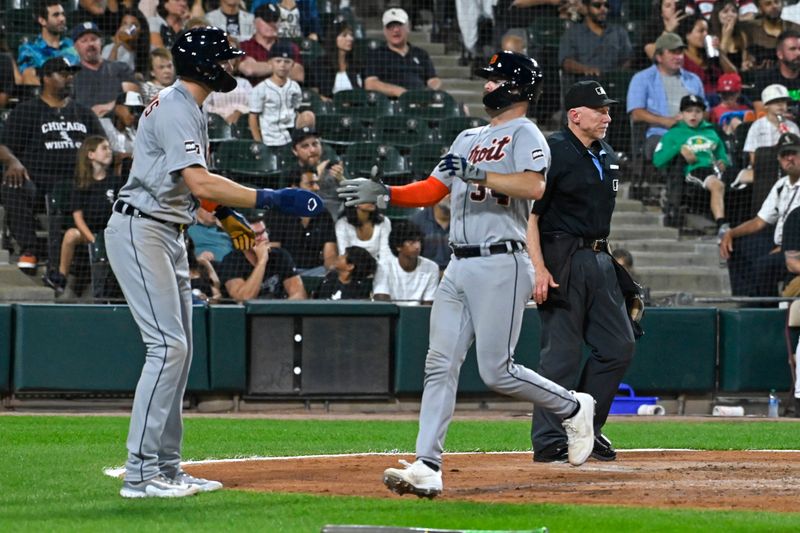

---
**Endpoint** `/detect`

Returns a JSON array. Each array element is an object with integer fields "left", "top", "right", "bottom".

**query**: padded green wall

[
  {"left": 719, "top": 309, "right": 794, "bottom": 392},
  {"left": 622, "top": 308, "right": 717, "bottom": 394},
  {"left": 0, "top": 305, "right": 14, "bottom": 392},
  {"left": 14, "top": 304, "right": 209, "bottom": 392}
]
_ _ _ _ _
◆ THE TASK ◆
Write the lines above as a JSON list of strings with one string per line, skipping blank lines and leaving out the picture.

◆ TASK SOLUTION ◆
[
  "---",
  "**Endpoint** `/detect`",
  "Returns a JSON array. Each array element is an object with integer fields \"left\", \"top\", \"right\", \"bottom\".",
  "**query**: padded green wall",
  "[",
  "  {\"left\": 719, \"top\": 309, \"right\": 794, \"bottom\": 392},",
  "  {\"left\": 622, \"top\": 308, \"right\": 717, \"bottom\": 394},",
  "  {\"left\": 0, \"top\": 305, \"right\": 14, \"bottom\": 392},",
  "  {\"left\": 14, \"top\": 304, \"right\": 209, \"bottom\": 392}",
  "]"
]